Supplied text:
★ ★ ★ ★ ★ ★ ★

Re: RFC: wc --max-line-length vs. TABs [Re: Bug in wc

2008-08-23 Thread Jim Meyering
Bruno Haible [EMAIL PROTECTED] wrote:
 Hi Jim,

 This behavior is not specified, and is currently untested.
 (it's a GNU invention, from Bruno Haible in textutils-1.22d,
 which was back in 1997)

 The intention of this option is and was to measure the maximum number of
 screen columns used by a file. For many purposes, people are encouraged
 to create/send/commit files with at most 80 screen columns. Or at most 79
 screen columns for others. Or at most 74 columns for GNU texinfo files.
 The option '-L' was intended as a fast check for this metric.

★ ★ ★ ★ ★ ★ ★

Direction 1: Update the image segmentation listing by replacing "even-odd rule" with "nonzero winding rule" and leaving everything else unchanged. Omit the pictures from your version.

Image segmentation listing:

★ ★ ★ ★ ★ ★ ★

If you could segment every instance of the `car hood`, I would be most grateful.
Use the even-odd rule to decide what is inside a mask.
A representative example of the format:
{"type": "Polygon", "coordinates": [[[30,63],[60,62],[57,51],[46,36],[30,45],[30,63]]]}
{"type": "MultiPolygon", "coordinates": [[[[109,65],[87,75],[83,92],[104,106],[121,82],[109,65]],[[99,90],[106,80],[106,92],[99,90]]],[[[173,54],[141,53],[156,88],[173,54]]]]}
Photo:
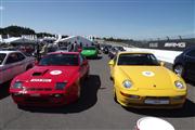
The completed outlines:
{"type": "Polygon", "coordinates": [[[139,89],[172,89],[177,79],[162,66],[122,66],[119,69],[139,89]]]}
{"type": "Polygon", "coordinates": [[[78,66],[35,66],[16,77],[16,80],[26,82],[51,83],[72,80],[79,70],[78,66]]]}

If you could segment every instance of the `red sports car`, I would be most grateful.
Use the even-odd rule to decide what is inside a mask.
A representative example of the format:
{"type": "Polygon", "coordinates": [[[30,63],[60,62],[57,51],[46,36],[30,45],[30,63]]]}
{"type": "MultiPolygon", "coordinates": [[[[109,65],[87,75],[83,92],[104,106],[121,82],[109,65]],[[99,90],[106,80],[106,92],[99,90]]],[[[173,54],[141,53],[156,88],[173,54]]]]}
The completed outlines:
{"type": "Polygon", "coordinates": [[[53,52],[15,77],[10,93],[20,106],[60,106],[79,99],[88,74],[88,61],[79,52],[53,52]]]}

★ ★ ★ ★ ★ ★ ★

Direction 2: Write what comes next in the thread about how wc --max-line-length treats tab characters, starting after its last sentence.

Exercise answer 1:
If you could segment every instance of the `car hood`, I would be most grateful.
Use the nonzero winding rule to decide what is inside a mask.
A representative example of the format:
{"type": "Polygon", "coordinates": [[[30,63],[60,62],[57,51],[46,36],[30,45],[30,63]]]}
{"type": "MultiPolygon", "coordinates": [[[[109,65],[87,75],[83,92],[104,106],[121,82],[109,65]],[[99,90],[106,80],[106,92],[99,90]]],[[[173,54],[141,53],[156,88],[173,54]]]]}
Photo:
The completed outlines:
{"type": "Polygon", "coordinates": [[[139,89],[172,89],[177,79],[162,66],[122,66],[119,69],[139,89]]]}
{"type": "Polygon", "coordinates": [[[78,66],[35,66],[16,77],[16,80],[26,82],[51,83],[72,80],[79,70],[78,66]]]}

If you could segment every instance of the `red sports car`, I would be most grateful.
Use the nonzero winding rule to decide what is inside a mask.
A representative example of the format:
{"type": "Polygon", "coordinates": [[[30,63],[60,62],[57,51],[46,36],[30,45],[30,63]]]}
{"type": "MultiPolygon", "coordinates": [[[[109,65],[87,75],[83,92],[104,106],[121,82],[109,65]],[[99,90],[106,80],[106,92],[99,90]]],[[[173,54],[141,53],[156,88],[173,54]]]]}
The completed outlines:
{"type": "Polygon", "coordinates": [[[53,52],[15,77],[10,93],[20,106],[60,106],[79,99],[88,74],[88,61],[79,52],[53,52]]]}

Exercise answer 2:
 The original mail, sent to bug-gnu-utils on 1997-10-31, had this explanation:

   While GNU wc returns the vertical extent of a piece of text - i.e. the
number of lines - it does not yet return the horizontal extent of a piece
of text - i.e. the number of columns. This is a useful functionality, if
you want to know

  - whether a text will fit on the paper when sent to the printer,
  - whether an email exceeds the recommended 72 character limit,
  - (in combination with nm) how long the identifiers were that made
`ranlib' dump core,
  - etc.

 I propose a clarification in the documentation (see below).

Hi Bruno,

Thanks for the patch.  I've applied it.
Indeed, I've used it to check code for lines longer than 80.
Obviously, changing how TAB or multi-byte characters are counted
would break that.


___
Bug-coreutils mailing list
Bug-coreutils@gnu.org
http://lists.gnu.org/mailman/listinfo/bug-coreutils


RFC: wc --max-line-length vs. TABs [Re: Bug in wc

2008-08-22 Thread Jim Meyering
Jim Meyering [EMAIL PROTECTED] wrote:
 Arnaldo Mandel [EMAIL PROTECTED] wrote:
 Dear maintainers,

 There is a bug in the implementation of the -L parameter in wc.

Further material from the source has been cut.